--- GIVEN RECORDS ---

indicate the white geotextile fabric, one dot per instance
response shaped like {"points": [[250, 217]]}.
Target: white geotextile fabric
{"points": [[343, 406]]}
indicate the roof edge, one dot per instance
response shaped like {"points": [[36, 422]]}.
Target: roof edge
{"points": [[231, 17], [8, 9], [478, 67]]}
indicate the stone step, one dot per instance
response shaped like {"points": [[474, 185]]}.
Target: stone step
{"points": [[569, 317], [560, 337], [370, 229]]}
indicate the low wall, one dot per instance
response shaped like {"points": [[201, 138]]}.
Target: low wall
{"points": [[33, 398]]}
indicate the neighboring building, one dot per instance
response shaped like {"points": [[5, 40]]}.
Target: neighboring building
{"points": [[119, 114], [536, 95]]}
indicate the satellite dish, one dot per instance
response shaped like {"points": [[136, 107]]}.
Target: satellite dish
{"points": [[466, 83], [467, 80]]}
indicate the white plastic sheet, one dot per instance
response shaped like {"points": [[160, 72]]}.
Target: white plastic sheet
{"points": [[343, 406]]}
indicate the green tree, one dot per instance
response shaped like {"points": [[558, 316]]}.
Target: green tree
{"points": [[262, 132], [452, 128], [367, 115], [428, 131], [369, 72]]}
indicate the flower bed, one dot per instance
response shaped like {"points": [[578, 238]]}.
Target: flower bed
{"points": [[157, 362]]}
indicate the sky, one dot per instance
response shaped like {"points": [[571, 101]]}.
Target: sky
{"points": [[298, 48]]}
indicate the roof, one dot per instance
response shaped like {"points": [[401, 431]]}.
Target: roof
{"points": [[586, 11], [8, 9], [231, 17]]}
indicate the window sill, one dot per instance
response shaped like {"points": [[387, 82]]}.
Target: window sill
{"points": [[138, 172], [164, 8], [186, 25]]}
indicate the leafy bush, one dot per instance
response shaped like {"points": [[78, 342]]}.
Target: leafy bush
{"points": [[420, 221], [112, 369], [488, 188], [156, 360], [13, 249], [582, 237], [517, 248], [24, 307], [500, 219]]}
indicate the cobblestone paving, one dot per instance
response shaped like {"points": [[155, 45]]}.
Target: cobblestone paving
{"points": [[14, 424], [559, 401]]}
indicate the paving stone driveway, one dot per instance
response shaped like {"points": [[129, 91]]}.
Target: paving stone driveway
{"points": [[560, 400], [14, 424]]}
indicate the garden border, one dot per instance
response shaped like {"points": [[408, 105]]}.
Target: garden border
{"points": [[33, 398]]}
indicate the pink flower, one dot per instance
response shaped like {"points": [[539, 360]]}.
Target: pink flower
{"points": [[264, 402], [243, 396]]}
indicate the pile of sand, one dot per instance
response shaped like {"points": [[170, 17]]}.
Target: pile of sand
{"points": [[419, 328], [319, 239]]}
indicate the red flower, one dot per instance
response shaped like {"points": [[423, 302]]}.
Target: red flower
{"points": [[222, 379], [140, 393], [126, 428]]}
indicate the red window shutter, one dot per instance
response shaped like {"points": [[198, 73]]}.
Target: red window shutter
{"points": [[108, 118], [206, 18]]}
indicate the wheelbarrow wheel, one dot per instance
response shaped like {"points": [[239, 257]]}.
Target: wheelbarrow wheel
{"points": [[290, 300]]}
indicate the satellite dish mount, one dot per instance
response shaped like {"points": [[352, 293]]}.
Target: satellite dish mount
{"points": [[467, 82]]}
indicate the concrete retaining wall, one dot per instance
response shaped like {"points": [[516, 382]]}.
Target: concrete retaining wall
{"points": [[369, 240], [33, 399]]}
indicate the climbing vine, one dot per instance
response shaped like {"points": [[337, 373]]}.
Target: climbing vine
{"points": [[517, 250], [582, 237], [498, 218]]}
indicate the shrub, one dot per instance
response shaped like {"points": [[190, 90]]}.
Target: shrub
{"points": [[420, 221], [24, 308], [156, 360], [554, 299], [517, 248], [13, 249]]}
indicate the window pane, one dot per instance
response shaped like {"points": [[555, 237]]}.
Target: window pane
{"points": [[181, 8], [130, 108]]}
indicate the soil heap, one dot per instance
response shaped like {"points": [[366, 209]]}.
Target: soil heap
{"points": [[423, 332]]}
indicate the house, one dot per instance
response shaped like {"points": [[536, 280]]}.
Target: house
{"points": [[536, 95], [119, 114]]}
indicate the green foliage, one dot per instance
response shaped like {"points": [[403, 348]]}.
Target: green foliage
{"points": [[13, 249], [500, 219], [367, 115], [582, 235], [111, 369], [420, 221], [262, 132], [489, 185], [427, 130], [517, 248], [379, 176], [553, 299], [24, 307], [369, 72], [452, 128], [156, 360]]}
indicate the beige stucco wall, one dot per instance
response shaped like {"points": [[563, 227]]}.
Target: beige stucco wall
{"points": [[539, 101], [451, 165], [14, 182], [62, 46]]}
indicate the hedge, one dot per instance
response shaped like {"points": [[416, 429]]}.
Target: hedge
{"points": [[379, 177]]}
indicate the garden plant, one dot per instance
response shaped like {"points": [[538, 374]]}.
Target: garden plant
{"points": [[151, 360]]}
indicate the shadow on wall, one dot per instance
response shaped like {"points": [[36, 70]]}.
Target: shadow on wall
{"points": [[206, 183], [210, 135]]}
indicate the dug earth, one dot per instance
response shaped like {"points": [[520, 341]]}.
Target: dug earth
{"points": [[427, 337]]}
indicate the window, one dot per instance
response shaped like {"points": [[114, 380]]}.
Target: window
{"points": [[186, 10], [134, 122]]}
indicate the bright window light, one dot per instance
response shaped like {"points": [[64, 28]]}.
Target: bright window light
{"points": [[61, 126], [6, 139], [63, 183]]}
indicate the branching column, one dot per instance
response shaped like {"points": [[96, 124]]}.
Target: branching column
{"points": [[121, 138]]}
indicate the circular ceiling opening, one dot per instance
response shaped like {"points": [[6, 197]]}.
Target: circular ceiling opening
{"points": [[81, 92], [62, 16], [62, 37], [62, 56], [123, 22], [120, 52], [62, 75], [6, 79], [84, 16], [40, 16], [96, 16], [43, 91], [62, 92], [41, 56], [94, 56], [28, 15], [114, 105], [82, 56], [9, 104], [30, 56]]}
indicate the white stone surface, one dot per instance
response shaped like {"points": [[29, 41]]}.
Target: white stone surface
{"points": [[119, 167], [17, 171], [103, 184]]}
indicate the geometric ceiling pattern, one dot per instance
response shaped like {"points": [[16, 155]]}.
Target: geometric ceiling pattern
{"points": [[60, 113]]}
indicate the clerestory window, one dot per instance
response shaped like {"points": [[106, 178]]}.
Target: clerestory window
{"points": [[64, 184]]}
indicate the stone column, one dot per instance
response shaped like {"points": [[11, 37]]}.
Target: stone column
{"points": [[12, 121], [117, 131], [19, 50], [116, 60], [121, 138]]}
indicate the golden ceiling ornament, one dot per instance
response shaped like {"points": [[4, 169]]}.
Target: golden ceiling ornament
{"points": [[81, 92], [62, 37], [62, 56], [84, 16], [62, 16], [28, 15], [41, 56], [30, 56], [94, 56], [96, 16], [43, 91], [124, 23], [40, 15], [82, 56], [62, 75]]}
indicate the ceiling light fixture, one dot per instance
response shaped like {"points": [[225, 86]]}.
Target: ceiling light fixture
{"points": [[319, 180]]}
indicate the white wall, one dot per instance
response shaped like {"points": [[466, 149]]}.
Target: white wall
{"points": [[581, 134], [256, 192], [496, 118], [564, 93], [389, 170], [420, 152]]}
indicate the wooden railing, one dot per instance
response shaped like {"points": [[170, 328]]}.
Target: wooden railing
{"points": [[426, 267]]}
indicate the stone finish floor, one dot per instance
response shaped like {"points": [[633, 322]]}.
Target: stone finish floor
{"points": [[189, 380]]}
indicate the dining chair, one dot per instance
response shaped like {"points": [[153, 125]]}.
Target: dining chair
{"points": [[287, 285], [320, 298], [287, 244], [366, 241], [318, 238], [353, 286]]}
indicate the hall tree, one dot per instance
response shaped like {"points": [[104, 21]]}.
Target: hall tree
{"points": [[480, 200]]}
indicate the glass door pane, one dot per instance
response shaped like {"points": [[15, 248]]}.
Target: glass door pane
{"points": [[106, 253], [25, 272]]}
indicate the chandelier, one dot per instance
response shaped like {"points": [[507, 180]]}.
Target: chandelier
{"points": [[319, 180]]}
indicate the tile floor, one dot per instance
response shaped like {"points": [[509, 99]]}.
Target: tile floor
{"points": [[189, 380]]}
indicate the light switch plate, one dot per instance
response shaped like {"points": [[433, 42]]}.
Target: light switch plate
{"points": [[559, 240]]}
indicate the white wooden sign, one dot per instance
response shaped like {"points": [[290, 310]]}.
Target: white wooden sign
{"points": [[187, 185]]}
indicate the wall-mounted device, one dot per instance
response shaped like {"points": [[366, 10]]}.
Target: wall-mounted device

---

**GOAL OF THE EXERCISE**
Only one stretch of the records above is wanted: the lines between the one holding "indicate the flower bed, one dot per instance" and the one holding "indicate the satellite dish mount, one", inclusive, reproduced exactly.

**ANSWER BOX**
indicate the flower bed, one dot per instance
response shaped like {"points": [[578, 238]]}.
Target: flower bed
{"points": [[157, 362]]}
indicate the sky, one dot per instance
response shaped like {"points": [[571, 101]]}.
Target: sky
{"points": [[298, 48]]}
indicate the roof, one dot per instance
response shaped like {"points": [[401, 431]]}.
Target: roof
{"points": [[586, 11], [8, 9], [231, 17]]}
indicate the window sill, one dot per instance
response shaped like {"points": [[387, 82]]}.
Target: window sill
{"points": [[138, 172], [164, 8], [186, 25]]}
indicate the leafy bush, one dot per instance
response shaped like {"points": [[78, 342]]}.
Target: leafy bush
{"points": [[420, 221], [112, 369], [488, 188], [156, 360], [13, 249], [582, 237], [517, 248], [24, 307], [500, 219]]}
indicate the cobblestone paving, one dot per instance
response shaped like {"points": [[155, 45]]}.
Target: cobblestone paving
{"points": [[14, 424], [559, 401]]}
indicate the paving stone driveway, one dot per instance
response shaped like {"points": [[129, 91]]}.
Target: paving stone driveway
{"points": [[560, 400], [14, 424]]}
indicate the garden border, one dot per instance
response shaped like {"points": [[408, 105]]}.
Target: garden border
{"points": [[33, 398]]}
indicate the pink flower, one dot per instance
response shaped like {"points": [[539, 360]]}.
Target: pink flower
{"points": [[264, 402], [243, 396]]}
indicate the pile of sand, one dot per instance
response shaped like {"points": [[170, 17]]}.
Target: pile of sand
{"points": [[419, 328], [319, 239]]}
indicate the red flower, one dot per instance
response shaped like {"points": [[423, 302]]}.
Target: red flower
{"points": [[222, 379], [140, 393], [126, 428]]}
indicate the red window shutter, one dot per instance
response shaped like {"points": [[198, 73]]}.
Target: red window shutter
{"points": [[108, 118], [206, 18]]}
indicate the wheelbarrow wheel, one dot per instance
response shaped like {"points": [[239, 257]]}.
Target: wheelbarrow wheel
{"points": [[290, 300]]}
indicate the satellite dish mount, one dot per instance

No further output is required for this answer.